- **THE EXERCISE**
Copy the records below word for word, leaving out the pictures.

== == ==

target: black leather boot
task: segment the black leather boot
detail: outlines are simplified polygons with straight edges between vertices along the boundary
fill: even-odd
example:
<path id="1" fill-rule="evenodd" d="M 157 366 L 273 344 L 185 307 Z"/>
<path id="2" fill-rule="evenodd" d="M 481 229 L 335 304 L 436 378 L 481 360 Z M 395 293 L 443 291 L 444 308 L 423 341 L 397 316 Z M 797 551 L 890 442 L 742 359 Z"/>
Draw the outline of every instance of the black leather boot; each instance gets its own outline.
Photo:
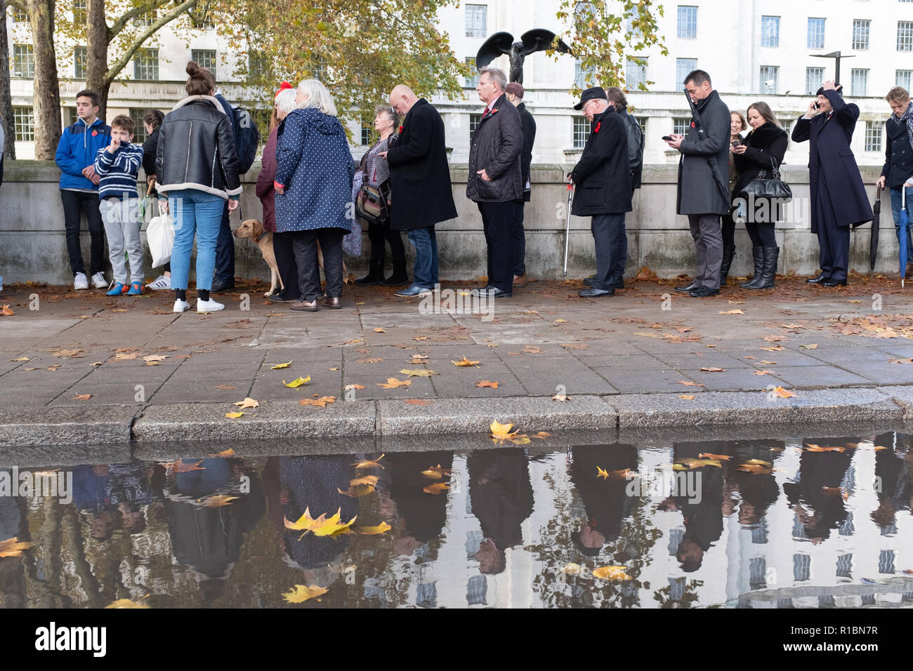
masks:
<path id="1" fill-rule="evenodd" d="M 760 281 L 755 278 L 747 288 L 773 288 L 773 278 L 777 275 L 777 259 L 780 257 L 780 247 L 762 247 L 763 263 L 761 269 Z"/>
<path id="2" fill-rule="evenodd" d="M 383 259 L 371 259 L 371 270 L 361 279 L 356 279 L 359 287 L 372 287 L 383 281 Z"/>
<path id="3" fill-rule="evenodd" d="M 739 285 L 745 288 L 757 288 L 751 285 L 761 281 L 761 271 L 764 267 L 764 248 L 762 246 L 751 247 L 751 255 L 754 257 L 754 278 Z"/>
<path id="4" fill-rule="evenodd" d="M 729 284 L 729 267 L 732 265 L 732 257 L 736 255 L 735 245 L 723 245 L 723 262 L 719 266 L 719 286 L 725 287 Z"/>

== == ==

- **ANSWER TO THIS TASK**
target: black leather boot
task: segment the black leather boot
detail: outlines are simplified polygons with straight edges between vertices along the boundary
fill: even-odd
example:
<path id="1" fill-rule="evenodd" d="M 157 366 L 273 344 L 185 307 Z"/>
<path id="2" fill-rule="evenodd" d="M 481 229 L 335 304 L 436 378 L 481 360 Z M 395 293 L 443 291 L 444 308 L 423 341 L 397 316 Z M 797 551 L 890 442 L 742 359 Z"/>
Draw the outline of every instance of the black leather boot; each instance gets its own outline.
Photo:
masks:
<path id="1" fill-rule="evenodd" d="M 760 281 L 755 278 L 747 288 L 773 288 L 773 278 L 777 275 L 777 259 L 780 257 L 780 247 L 762 247 L 763 263 L 761 269 Z"/>
<path id="2" fill-rule="evenodd" d="M 383 259 L 371 259 L 371 270 L 361 279 L 356 279 L 359 287 L 372 287 L 383 281 Z"/>
<path id="3" fill-rule="evenodd" d="M 739 285 L 745 288 L 757 288 L 751 285 L 761 281 L 761 271 L 764 267 L 764 248 L 762 246 L 751 247 L 751 255 L 754 257 L 754 278 Z"/>
<path id="4" fill-rule="evenodd" d="M 729 284 L 729 267 L 732 265 L 732 257 L 736 255 L 735 245 L 723 245 L 723 262 L 719 266 L 719 286 L 725 287 Z"/>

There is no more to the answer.